[Stored items from a collection]
□ □ □
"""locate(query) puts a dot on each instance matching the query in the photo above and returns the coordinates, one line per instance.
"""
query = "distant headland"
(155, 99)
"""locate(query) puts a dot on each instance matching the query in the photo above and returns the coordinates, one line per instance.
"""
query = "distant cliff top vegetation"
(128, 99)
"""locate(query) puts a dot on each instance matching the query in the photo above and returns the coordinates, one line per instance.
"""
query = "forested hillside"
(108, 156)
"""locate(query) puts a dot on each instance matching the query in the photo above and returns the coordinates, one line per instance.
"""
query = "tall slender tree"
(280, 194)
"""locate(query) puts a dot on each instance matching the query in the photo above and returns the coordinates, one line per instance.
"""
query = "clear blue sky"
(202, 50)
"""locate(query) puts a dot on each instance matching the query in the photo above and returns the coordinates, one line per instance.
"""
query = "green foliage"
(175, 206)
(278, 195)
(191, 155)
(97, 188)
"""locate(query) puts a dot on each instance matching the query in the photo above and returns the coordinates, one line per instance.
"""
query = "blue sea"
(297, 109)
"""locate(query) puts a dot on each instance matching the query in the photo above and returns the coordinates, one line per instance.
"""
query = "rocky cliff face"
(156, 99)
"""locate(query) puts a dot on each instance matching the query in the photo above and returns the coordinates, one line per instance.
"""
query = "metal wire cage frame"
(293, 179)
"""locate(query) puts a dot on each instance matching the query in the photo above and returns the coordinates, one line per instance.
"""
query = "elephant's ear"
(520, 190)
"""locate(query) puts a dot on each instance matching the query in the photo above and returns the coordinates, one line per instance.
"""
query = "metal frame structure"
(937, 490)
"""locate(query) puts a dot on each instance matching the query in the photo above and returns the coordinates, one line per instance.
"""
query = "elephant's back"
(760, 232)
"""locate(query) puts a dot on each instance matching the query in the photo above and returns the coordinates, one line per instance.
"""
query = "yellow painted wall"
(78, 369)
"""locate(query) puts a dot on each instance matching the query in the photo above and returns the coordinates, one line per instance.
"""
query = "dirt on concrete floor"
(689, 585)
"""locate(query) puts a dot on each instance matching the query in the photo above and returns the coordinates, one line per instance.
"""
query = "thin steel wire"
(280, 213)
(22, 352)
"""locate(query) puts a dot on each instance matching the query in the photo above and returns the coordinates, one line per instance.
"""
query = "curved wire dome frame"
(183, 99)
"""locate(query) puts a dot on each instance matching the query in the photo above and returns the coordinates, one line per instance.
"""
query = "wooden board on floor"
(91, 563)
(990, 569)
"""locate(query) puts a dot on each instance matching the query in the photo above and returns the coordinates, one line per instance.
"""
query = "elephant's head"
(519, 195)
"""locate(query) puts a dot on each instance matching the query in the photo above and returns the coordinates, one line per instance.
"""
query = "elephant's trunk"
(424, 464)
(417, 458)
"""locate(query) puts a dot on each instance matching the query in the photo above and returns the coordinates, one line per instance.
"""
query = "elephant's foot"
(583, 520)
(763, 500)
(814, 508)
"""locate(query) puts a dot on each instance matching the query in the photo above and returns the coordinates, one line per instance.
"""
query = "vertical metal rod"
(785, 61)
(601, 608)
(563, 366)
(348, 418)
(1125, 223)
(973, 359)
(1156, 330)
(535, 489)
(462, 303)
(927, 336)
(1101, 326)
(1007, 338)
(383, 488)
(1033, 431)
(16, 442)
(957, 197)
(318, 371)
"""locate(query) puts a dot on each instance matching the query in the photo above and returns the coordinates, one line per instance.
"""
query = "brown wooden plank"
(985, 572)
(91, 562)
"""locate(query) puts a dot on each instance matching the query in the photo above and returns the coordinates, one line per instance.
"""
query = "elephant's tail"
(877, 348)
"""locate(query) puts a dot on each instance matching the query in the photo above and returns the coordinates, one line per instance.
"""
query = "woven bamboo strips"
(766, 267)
□ □ □
YOUR OBJECTIVE >> Full transcription, please: every entry, exactly as written.

ANSWER TO THE PROBLEM >>
"""locate(query) puts a dot on each instance matching the query in the photo above and returns the coordinates, one line per instance.
"""
query = "distant headland"
(155, 99)
"""locate(query) puts a dot on each instance matching the query in the photo above and returns the coordinates, one line per instance.
"""
query = "distant cliff top vegetation"
(128, 99)
"""locate(query) puts a dot on each instance matching the query in the photo above and returns the coordinates, one line per instance.
"""
query = "forested hillside"
(108, 156)
"""locate(query) puts a dot on each instance matching the query in the photo above and returns the coordinates, one line per instance.
"""
query = "tall slender tree"
(280, 194)
"""locate(query) puts a dot on each instance matching the query in the photo above and returns the coordinates, one line per instance.
"""
query = "clear blue sky"
(202, 50)
"""locate(query) puts a dot on each instance matching the query in the photo above and returns the coordinates, one line per instance.
"""
query = "green foliage"
(175, 206)
(278, 195)
(191, 155)
(97, 188)
"""locate(query) puts a dot on each instance matching the query in the photo above and returns the coordinates, one line per instance.
"""
query = "blue sea"
(297, 109)
"""locate(query) puts a dot on each instance matching the query in the photo above and returns the coordinates, one line per instance.
"""
query = "rocky cliff face"
(156, 99)
"""locate(query) puts a dot on each instance matching the query in the photo above and returns the coordinates, one line per instance.
"""
query = "metal wire cage frame"
(293, 179)
"""locate(query) puts a dot on each instance matching the query in the photo above and returns the coordinates, one line per instance.
"""
query = "elephant's ear"
(520, 190)
"""locate(query) puts a dot on each instance matching the query in the photo above and returns the coordinates, one line per instance.
"""
query = "metal frame structure"
(937, 490)
"""locate(query) puts a dot on each instance matching the query in the photo above and returns the coordinates, one line per instance.
"""
query = "elephant's back"
(760, 232)
"""locate(query) puts a dot on each instance matching the query in the photo above and returns the coordinates, one line per instance.
"""
query = "yellow painted wall"
(78, 369)
"""locate(query) puts a dot on each instance matching the query in the photo above and returns the coordinates, one line per instance.
"""
query = "dirt on concrete floor"
(689, 585)
"""locate(query) puts a dot on each instance matching the query in the photo above and returns the coordinates, one line per instance.
"""
query = "thin steel wire"
(280, 213)
(22, 352)
"""locate(query) puts a dot on each instance matching the query in the photo above and returns the coordinates, one line per instance.
"""
query = "curved wire dome frame"
(183, 99)
"""locate(query) puts a dot on each instance matching the query in the photo above and returns the coordinates, one line per instance.
"""
query = "wooden board on floor"
(91, 563)
(990, 569)
"""locate(query) puts a dot on each instance matching the query in the photo above and returns the coordinates, one line per instance.
"""
query = "elephant's head"
(519, 195)
"""locate(query) puts a dot on each instance matching the query in the photo above and returns the coordinates, one line per instance.
"""
query = "elephant's trunk"
(424, 464)
(417, 458)
"""locate(query) puts a dot on each instance matching the query in the photo above and returns the coordinates, one line per instance.
"""
query = "elephant's foot"
(583, 520)
(763, 500)
(814, 508)
"""locate(query) puts a dot on each instance matching the query in the photo above and returns the coordinates, one line per instance.
"""
query = "vertical metal rod"
(785, 61)
(601, 608)
(563, 366)
(348, 418)
(1125, 223)
(973, 359)
(1156, 330)
(535, 489)
(462, 303)
(927, 336)
(1101, 326)
(1007, 338)
(383, 488)
(1033, 431)
(16, 442)
(957, 197)
(318, 371)
"""locate(query) puts a dot on each instance matching the query in the photo above and returns the coordinates, one line per instance.
"""
query = "brown wooden plank"
(985, 572)
(91, 562)
"""locate(query) puts a dot on each instance matching the query in the photo above and returns the coordinates, one line per instance.
"""
query = "elephant's tail"
(877, 348)
"""locate(query) puts a dot on each instance matching the query in the photo above and returns the coordinates, one line per instance.
"""
query = "woven bamboo strips"
(766, 267)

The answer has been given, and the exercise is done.